Entries from a point annotation set:

▬▬▬▬▬▬▬▬▬▬

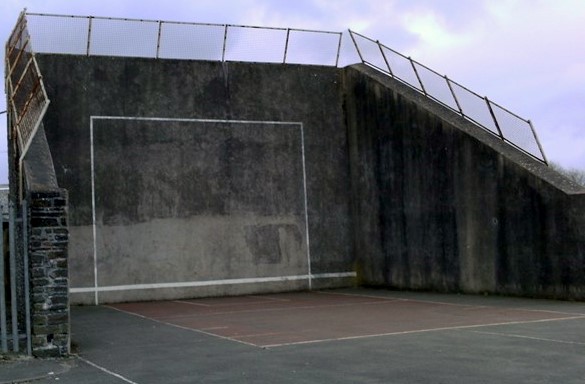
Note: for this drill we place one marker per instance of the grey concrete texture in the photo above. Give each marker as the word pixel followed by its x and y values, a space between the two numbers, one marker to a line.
pixel 440 204
pixel 143 351
pixel 200 200
pixel 400 189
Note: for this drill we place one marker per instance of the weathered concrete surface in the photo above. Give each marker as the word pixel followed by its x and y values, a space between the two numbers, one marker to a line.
pixel 440 204
pixel 194 201
pixel 210 184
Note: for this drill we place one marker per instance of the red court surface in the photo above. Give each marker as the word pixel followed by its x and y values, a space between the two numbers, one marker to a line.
pixel 277 320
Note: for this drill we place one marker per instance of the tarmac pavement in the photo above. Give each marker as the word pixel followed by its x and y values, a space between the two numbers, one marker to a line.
pixel 543 342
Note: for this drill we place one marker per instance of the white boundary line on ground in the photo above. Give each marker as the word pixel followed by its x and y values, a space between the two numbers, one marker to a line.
pixel 502 334
pixel 96 289
pixel 420 331
pixel 207 283
pixel 116 375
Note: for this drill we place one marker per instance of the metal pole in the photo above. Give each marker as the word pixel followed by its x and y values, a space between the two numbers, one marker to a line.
pixel 454 96
pixel 89 36
pixel 494 118
pixel 13 306
pixel 384 57
pixel 26 276
pixel 356 46
pixel 286 45
pixel 338 49
pixel 417 76
pixel 224 43
pixel 3 333
pixel 158 39
pixel 538 142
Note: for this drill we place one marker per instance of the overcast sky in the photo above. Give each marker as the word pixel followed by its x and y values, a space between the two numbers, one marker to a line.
pixel 526 55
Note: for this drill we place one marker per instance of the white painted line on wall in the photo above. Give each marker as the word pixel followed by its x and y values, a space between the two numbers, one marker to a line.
pixel 207 283
pixel 306 208
pixel 96 289
pixel 93 217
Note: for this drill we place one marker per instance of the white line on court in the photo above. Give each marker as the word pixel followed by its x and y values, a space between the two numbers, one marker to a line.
pixel 288 308
pixel 530 337
pixel 418 331
pixel 184 328
pixel 97 289
pixel 105 370
pixel 394 298
pixel 206 283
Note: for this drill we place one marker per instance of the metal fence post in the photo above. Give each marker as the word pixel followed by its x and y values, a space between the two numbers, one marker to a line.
pixel 384 57
pixel 13 304
pixel 27 313
pixel 3 332
pixel 417 76
pixel 537 142
pixel 286 45
pixel 224 43
pixel 454 96
pixel 338 50
pixel 494 118
pixel 357 48
pixel 89 35
pixel 158 39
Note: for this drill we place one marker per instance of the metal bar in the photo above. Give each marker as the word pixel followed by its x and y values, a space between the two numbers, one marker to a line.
pixel 89 35
pixel 24 71
pixel 158 39
pixel 417 76
pixel 34 130
pixel 3 332
pixel 357 48
pixel 224 43
pixel 286 46
pixel 12 42
pixel 176 22
pixel 26 267
pixel 28 101
pixel 338 49
pixel 454 95
pixel 494 118
pixel 11 69
pixel 538 143
pixel 384 57
pixel 13 303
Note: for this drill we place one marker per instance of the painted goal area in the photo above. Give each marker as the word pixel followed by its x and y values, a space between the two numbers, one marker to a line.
pixel 182 204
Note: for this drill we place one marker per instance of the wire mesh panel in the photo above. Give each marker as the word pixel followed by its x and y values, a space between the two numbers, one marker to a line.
pixel 474 107
pixel 59 34
pixel 312 47
pixel 517 131
pixel 370 52
pixel 401 67
pixel 436 86
pixel 255 44
pixel 191 41
pixel 120 37
pixel 27 100
pixel 348 54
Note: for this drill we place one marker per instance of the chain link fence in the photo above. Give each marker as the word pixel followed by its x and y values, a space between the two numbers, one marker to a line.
pixel 93 36
pixel 480 110
pixel 27 99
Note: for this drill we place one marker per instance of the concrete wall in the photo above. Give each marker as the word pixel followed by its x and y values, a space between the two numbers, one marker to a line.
pixel 199 178
pixel 441 205
pixel 211 187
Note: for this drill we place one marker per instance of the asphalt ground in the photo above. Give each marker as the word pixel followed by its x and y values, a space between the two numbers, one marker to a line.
pixel 340 336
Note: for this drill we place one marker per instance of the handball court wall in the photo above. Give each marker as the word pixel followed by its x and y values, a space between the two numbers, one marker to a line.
pixel 194 178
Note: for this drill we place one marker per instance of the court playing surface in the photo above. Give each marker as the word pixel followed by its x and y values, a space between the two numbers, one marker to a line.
pixel 339 336
pixel 310 317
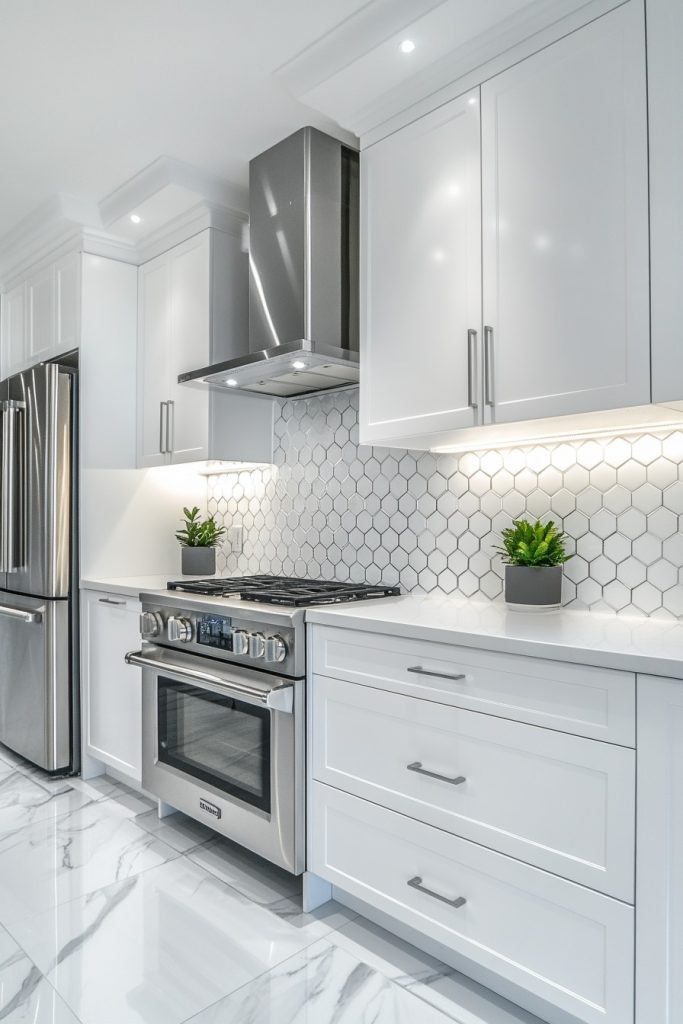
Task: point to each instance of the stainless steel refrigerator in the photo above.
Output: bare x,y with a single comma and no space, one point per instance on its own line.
39,708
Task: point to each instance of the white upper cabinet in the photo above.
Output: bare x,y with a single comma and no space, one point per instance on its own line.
659,852
421,275
665,93
13,330
193,310
565,242
41,316
547,262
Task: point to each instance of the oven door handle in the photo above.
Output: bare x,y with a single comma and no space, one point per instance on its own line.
280,696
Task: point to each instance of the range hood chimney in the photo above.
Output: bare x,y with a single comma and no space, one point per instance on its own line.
303,272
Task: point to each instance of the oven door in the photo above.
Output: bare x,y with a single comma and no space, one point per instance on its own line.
224,744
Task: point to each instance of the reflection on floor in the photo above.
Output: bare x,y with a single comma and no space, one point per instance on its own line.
111,915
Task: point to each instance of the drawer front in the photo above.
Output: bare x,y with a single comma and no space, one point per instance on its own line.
564,943
587,701
562,803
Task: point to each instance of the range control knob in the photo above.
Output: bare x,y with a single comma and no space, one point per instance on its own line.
179,629
275,649
152,624
240,642
256,644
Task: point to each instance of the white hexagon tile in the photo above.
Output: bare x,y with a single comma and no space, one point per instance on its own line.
335,509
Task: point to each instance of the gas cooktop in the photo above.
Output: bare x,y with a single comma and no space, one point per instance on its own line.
284,590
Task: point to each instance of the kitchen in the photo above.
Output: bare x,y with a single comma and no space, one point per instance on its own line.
350,737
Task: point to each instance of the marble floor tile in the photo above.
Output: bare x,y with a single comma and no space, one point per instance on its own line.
322,985
178,830
26,997
23,802
443,987
160,946
59,858
252,876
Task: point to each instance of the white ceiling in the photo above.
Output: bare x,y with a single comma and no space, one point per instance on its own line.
93,90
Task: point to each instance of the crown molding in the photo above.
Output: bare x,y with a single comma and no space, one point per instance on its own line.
65,223
166,171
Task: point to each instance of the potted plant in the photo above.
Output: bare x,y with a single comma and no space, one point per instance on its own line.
534,554
199,539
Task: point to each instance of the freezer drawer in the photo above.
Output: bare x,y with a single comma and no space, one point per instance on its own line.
35,679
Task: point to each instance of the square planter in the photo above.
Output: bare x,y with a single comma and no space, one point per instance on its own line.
531,587
198,561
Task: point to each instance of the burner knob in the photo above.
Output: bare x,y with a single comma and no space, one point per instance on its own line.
152,624
275,649
240,641
256,644
179,629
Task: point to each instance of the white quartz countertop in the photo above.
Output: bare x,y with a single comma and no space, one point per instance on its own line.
643,645
132,586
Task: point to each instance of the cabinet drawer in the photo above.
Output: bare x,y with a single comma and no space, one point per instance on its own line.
562,803
565,944
577,698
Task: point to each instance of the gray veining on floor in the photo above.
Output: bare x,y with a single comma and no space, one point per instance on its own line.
111,915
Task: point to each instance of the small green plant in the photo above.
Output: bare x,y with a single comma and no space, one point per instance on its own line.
534,544
199,532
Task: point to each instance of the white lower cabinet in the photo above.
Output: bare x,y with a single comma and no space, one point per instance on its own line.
565,944
562,803
112,689
485,803
659,852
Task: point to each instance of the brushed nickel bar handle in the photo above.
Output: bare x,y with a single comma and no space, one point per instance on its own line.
170,427
23,616
472,369
163,420
456,678
280,696
488,366
417,767
416,883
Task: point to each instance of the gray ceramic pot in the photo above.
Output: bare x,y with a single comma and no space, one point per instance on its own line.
199,561
534,587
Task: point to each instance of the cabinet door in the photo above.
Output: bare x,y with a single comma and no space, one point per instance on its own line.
112,689
565,242
189,269
154,360
659,852
68,302
41,318
421,276
13,331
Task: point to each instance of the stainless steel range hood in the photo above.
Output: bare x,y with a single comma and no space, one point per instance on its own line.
303,272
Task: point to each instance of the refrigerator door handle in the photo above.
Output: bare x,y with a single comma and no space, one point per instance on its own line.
12,488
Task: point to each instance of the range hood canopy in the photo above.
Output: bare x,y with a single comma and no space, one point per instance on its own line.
303,272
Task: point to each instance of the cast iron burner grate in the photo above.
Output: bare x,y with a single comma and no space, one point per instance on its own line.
284,590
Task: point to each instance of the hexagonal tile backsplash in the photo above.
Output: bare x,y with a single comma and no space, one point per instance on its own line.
335,509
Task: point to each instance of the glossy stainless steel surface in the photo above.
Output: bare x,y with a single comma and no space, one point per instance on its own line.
250,687
278,836
37,511
303,284
35,679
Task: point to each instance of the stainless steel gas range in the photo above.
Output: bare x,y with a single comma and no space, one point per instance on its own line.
223,677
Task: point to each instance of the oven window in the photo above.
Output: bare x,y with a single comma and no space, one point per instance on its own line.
217,739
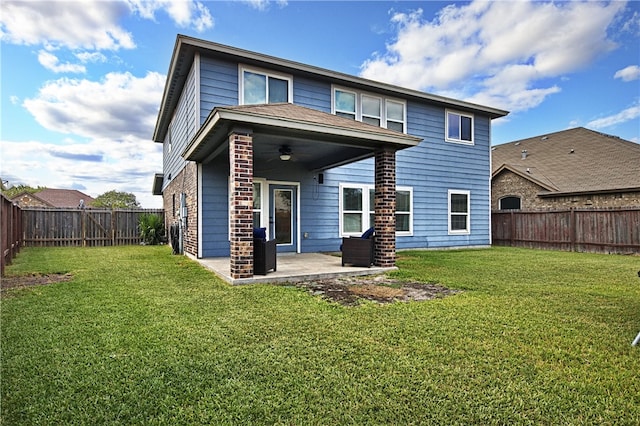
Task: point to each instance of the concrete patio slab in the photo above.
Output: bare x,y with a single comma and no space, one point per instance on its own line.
293,268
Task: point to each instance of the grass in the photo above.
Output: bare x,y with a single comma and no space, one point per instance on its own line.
139,336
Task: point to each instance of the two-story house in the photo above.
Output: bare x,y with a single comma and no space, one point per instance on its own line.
313,155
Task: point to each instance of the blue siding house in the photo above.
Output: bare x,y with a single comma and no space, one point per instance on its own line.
313,155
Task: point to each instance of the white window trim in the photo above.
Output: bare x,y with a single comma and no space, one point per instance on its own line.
383,106
446,127
242,68
366,189
458,231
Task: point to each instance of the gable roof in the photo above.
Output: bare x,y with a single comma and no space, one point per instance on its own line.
572,161
186,47
63,197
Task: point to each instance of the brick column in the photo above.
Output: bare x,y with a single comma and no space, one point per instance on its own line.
385,208
241,208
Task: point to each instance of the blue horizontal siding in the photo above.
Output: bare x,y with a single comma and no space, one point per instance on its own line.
432,169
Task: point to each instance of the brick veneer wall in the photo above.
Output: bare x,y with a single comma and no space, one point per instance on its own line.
385,208
510,184
241,208
185,182
28,201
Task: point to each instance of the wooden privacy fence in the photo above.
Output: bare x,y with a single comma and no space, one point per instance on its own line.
83,228
10,231
582,230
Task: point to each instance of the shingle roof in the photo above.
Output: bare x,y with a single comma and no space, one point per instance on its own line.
575,160
63,197
293,112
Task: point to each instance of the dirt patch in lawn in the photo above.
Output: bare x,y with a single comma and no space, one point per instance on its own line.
25,281
350,291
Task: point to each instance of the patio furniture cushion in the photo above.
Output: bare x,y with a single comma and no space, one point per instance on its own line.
368,233
359,251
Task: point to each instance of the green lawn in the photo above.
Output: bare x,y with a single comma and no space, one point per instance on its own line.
139,336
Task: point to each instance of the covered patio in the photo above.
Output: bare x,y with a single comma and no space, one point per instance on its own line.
248,136
294,268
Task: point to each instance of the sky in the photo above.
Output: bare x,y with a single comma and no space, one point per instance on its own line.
81,81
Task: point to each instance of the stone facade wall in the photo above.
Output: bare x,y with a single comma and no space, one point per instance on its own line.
26,200
241,208
510,184
385,208
185,182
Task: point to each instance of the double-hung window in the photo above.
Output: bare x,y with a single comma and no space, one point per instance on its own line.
345,104
459,212
261,87
357,209
369,108
459,127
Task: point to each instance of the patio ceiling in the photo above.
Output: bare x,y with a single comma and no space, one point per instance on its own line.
317,140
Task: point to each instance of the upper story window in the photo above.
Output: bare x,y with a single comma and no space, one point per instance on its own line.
510,203
357,209
262,87
371,109
459,127
459,212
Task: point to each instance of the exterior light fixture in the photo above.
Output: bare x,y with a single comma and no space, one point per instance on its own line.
285,153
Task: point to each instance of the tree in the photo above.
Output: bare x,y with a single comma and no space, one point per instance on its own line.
116,200
19,189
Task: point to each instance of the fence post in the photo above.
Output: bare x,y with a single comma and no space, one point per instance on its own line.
513,228
572,228
113,227
83,225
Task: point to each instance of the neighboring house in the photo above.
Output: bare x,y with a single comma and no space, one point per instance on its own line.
60,198
313,155
572,168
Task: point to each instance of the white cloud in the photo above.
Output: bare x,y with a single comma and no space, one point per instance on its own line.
628,114
185,14
94,57
52,63
119,105
630,73
263,5
90,24
501,52
94,167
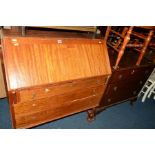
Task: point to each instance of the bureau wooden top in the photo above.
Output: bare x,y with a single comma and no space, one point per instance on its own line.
31,61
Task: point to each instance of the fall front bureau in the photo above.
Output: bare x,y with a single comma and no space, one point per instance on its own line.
50,78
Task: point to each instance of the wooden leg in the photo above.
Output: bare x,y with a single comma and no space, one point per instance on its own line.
91,115
132,101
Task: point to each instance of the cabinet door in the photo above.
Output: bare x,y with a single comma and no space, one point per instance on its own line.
121,91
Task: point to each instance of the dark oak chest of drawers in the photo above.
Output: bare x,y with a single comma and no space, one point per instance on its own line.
48,79
125,84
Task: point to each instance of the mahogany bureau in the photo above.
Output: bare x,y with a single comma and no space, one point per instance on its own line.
50,78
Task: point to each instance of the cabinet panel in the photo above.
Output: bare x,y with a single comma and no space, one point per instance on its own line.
121,91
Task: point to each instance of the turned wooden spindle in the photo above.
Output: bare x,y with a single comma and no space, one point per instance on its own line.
123,34
107,33
91,114
121,51
146,43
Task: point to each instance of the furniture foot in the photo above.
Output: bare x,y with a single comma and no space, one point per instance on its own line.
91,115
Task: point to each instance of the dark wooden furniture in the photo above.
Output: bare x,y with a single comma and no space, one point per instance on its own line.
50,78
129,71
121,40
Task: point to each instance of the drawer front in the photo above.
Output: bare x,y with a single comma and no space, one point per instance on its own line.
134,73
32,119
122,91
58,89
56,101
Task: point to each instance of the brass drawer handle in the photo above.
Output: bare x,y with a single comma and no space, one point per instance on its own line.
109,99
141,82
134,92
120,76
115,88
33,105
132,72
47,90
33,96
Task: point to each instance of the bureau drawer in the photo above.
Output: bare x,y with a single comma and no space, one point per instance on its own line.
57,89
56,101
52,113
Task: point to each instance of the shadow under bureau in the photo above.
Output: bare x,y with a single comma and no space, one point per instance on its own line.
49,78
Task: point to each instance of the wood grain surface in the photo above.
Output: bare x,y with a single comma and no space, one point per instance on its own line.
31,61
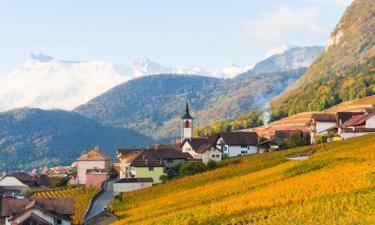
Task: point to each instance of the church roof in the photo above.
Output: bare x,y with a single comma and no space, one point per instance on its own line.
187,113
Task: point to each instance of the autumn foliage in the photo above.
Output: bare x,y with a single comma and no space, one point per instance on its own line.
336,185
81,196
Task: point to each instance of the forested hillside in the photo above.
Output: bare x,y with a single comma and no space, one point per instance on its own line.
154,104
336,185
33,138
345,71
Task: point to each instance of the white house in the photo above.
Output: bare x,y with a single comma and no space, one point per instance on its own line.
358,126
237,143
93,159
10,182
131,184
202,148
320,123
46,211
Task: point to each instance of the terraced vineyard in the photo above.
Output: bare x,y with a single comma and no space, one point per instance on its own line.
81,196
336,185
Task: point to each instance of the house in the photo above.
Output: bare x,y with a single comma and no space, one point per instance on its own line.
96,177
237,143
140,164
358,126
46,211
90,160
105,217
131,184
148,163
11,182
202,148
319,124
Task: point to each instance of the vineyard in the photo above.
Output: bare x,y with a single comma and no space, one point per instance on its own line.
336,185
81,196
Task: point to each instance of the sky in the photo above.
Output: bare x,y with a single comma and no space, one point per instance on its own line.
209,34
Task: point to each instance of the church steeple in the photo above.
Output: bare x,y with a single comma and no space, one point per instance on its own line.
186,124
187,113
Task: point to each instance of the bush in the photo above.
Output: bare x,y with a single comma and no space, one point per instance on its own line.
192,168
211,164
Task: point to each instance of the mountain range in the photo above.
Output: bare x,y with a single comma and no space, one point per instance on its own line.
345,71
48,83
140,111
153,104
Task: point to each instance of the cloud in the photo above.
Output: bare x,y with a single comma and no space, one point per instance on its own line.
338,2
286,25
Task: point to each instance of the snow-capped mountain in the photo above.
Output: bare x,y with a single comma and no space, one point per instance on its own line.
45,82
231,71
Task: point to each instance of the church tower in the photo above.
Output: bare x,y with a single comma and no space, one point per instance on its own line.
186,125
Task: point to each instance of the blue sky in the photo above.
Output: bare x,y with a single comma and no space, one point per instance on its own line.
209,34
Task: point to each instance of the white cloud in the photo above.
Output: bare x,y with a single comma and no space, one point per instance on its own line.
338,2
47,83
286,25
276,50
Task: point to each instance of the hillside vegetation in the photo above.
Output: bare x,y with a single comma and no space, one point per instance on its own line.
154,104
345,71
81,195
40,138
336,185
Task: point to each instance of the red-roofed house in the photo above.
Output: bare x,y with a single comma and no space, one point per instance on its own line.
358,126
93,159
237,143
202,148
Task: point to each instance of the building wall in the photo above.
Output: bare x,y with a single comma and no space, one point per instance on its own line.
96,179
39,213
10,181
370,123
234,150
322,126
173,162
187,148
126,187
144,172
212,154
351,135
82,166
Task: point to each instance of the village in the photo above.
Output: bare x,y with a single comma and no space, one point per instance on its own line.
138,168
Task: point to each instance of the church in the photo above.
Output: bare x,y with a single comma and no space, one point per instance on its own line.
200,148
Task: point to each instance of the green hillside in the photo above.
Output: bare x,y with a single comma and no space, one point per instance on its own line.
336,185
39,138
154,104
345,71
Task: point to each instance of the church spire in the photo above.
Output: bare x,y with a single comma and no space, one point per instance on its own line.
187,113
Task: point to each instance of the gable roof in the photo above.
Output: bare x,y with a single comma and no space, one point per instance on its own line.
239,138
345,116
324,117
358,120
93,155
60,206
201,144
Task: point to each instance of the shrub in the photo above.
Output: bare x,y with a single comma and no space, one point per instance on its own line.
192,168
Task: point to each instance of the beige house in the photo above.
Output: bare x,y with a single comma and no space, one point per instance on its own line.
202,148
90,160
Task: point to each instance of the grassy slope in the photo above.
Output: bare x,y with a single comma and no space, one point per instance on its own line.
335,186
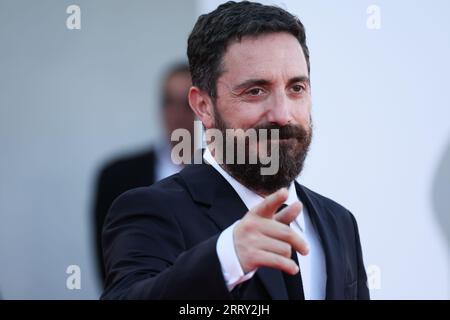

▬▬▬▬▬▬▬▬▬▬

▸ **Set problem**
From the start of the items through the line holding "pixel 400 189", inclusive, substitute "bare concrete wall" for "grey concrete texture" and give those lines again with nothing else changed. Leave the pictures out of your answer.

▸ **Exercise output**
Note: for this drill we place one marker per instance of the bare concrete wall in the photo above. Give each marker as the word pixel followed by its x and y values, a space between the two numbers, one marker to a line.
pixel 440 204
pixel 143 351
pixel 200 200
pixel 400 189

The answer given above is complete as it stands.